◆ Provided data:

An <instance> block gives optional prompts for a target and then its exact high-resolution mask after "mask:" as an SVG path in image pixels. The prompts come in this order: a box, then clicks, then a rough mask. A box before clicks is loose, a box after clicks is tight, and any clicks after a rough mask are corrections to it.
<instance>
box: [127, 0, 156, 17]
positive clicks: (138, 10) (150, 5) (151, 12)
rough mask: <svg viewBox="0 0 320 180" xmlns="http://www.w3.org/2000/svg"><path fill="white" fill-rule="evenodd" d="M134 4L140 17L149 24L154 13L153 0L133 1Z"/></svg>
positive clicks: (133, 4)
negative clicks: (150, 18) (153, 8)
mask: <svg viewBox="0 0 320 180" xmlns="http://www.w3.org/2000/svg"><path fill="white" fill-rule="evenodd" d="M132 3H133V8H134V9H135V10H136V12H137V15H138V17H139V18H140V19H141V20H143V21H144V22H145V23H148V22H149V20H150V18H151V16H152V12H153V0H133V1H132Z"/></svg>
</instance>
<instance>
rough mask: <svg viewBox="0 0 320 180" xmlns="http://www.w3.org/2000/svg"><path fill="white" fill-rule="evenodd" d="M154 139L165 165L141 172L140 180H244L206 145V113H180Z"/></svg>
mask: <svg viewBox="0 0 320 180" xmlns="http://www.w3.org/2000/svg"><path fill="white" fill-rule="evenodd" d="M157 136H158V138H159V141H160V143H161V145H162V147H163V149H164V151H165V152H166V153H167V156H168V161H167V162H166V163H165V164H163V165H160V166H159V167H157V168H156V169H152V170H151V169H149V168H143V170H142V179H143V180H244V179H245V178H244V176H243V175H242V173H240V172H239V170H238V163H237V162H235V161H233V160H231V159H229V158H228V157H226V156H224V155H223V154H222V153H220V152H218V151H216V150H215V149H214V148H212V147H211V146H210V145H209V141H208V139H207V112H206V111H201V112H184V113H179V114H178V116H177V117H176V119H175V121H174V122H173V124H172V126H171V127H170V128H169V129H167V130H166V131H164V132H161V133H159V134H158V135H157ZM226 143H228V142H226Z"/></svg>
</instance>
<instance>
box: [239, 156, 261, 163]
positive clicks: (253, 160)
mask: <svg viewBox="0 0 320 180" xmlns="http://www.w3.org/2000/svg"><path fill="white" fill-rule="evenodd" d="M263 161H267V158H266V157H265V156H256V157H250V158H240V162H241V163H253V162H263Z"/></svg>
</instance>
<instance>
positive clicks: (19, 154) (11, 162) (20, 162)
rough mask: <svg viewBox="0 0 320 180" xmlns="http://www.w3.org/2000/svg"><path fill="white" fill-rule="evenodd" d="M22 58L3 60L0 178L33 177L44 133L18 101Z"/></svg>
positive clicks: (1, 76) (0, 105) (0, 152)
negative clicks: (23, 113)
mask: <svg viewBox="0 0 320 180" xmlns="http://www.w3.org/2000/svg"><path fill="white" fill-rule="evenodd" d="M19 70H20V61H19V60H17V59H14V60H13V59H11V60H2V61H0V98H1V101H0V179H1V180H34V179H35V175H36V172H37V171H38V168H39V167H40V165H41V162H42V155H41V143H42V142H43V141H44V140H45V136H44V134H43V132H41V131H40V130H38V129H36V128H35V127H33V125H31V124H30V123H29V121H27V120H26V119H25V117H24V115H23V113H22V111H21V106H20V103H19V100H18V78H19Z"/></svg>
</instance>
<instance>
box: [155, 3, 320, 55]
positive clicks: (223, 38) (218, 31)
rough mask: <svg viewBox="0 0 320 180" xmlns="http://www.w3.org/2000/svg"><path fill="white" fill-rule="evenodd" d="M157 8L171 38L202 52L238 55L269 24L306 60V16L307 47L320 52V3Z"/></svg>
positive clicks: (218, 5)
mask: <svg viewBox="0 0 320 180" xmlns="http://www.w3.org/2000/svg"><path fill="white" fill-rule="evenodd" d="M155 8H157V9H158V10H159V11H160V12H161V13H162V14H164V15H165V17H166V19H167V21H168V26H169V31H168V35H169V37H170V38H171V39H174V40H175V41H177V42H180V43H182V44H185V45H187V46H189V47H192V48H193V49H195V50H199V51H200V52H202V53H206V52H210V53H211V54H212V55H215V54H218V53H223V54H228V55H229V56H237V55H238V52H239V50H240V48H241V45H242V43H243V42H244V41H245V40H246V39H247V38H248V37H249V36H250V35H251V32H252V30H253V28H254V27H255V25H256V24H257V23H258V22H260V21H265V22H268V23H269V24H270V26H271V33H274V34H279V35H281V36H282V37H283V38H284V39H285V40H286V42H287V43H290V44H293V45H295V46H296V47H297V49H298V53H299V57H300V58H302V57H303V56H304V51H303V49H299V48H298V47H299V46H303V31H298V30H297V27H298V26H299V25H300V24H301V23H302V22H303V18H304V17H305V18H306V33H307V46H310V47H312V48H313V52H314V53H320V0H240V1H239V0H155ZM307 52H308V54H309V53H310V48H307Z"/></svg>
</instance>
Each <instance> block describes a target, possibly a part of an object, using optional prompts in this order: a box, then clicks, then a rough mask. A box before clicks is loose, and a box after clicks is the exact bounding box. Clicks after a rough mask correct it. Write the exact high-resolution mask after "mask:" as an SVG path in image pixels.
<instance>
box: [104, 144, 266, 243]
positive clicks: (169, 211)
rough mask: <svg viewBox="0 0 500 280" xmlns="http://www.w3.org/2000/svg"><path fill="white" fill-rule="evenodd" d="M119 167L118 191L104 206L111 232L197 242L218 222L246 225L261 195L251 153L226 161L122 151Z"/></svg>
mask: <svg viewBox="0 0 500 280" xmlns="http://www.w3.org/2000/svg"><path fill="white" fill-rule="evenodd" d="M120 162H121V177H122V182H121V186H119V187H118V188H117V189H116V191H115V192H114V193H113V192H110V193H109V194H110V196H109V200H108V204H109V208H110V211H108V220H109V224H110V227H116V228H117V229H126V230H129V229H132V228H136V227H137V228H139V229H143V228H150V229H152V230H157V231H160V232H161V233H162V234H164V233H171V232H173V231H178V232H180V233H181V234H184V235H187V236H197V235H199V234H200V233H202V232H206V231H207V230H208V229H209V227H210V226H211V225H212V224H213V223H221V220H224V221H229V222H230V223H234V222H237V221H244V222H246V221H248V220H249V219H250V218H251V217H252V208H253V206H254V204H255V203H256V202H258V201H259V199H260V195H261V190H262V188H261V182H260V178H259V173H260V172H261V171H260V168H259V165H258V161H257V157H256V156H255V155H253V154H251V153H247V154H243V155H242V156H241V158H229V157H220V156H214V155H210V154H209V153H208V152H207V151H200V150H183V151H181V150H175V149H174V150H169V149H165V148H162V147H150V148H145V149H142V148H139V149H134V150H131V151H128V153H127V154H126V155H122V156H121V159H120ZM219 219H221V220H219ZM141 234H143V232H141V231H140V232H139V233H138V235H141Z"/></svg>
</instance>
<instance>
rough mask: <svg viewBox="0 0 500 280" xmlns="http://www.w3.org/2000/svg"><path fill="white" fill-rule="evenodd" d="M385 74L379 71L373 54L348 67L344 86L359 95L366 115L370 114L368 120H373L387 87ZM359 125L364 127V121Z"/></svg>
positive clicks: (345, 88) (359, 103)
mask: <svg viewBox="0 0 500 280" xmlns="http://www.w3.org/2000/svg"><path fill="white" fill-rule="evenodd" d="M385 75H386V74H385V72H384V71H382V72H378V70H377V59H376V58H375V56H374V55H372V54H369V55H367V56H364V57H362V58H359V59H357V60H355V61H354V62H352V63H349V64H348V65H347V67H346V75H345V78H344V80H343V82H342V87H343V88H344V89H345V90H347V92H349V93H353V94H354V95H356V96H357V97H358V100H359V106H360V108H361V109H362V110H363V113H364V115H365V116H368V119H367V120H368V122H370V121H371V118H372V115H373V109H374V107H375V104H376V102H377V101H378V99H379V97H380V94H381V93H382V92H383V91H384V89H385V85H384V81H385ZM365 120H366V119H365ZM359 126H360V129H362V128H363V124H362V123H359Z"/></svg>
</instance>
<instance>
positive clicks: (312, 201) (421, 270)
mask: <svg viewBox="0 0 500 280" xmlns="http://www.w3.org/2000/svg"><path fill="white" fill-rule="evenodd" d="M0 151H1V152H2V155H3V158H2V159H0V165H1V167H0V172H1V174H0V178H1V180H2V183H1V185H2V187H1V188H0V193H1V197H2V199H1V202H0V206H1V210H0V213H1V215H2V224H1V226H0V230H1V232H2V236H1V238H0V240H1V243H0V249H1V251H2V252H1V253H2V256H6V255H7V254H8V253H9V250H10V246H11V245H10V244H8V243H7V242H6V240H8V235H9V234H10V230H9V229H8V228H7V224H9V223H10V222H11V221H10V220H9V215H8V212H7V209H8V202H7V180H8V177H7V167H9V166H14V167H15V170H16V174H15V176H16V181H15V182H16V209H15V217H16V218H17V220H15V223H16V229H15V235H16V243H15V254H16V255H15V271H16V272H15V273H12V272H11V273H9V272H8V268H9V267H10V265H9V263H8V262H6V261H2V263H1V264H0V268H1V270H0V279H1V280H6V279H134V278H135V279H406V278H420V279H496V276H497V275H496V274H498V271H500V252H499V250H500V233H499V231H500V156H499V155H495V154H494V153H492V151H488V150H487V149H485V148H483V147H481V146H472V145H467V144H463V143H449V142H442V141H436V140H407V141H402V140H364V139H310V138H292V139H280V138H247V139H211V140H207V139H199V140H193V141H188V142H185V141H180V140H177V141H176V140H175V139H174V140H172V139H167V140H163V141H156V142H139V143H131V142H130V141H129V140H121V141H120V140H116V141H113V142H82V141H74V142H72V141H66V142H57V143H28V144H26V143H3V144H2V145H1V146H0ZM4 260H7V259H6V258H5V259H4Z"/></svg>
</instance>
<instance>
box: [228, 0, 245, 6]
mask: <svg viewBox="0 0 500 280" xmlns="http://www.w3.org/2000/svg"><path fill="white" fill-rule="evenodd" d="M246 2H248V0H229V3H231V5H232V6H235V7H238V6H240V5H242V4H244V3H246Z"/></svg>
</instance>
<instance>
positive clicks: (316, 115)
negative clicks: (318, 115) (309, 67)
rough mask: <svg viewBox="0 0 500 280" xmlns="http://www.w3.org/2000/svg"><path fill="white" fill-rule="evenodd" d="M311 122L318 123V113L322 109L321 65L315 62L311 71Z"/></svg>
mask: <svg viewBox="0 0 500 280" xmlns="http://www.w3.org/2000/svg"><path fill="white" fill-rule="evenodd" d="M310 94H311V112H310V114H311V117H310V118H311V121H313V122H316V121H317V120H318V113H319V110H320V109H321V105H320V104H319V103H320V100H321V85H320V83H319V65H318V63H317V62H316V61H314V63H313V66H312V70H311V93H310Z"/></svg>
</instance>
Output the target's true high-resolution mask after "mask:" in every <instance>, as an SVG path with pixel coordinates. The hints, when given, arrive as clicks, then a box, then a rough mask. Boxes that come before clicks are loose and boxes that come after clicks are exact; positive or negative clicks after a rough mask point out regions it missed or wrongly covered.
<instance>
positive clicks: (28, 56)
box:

◆ About this exercise: Quote the items word for word, starting at their first line and stopping after the line that contains "positive clicks: (133, 4)".

◆ Task result:
An <instance> block gives optional prompts for a target and then its exact high-resolution mask after "mask:" as an SVG path in image pixels. The prompts come in this order: a box, then clicks, then a rough mask. A box before clicks is loose, a box after clicks is tight, and any clicks after a rough mask are corrections to it.
<instance>
box: [127, 0, 156, 17]
positive clicks: (138, 10) (150, 5) (151, 12)
rough mask: <svg viewBox="0 0 320 180" xmlns="http://www.w3.org/2000/svg"><path fill="white" fill-rule="evenodd" d="M134 4L140 17L149 24L154 13L153 0L133 1Z"/></svg>
positive clicks: (133, 4)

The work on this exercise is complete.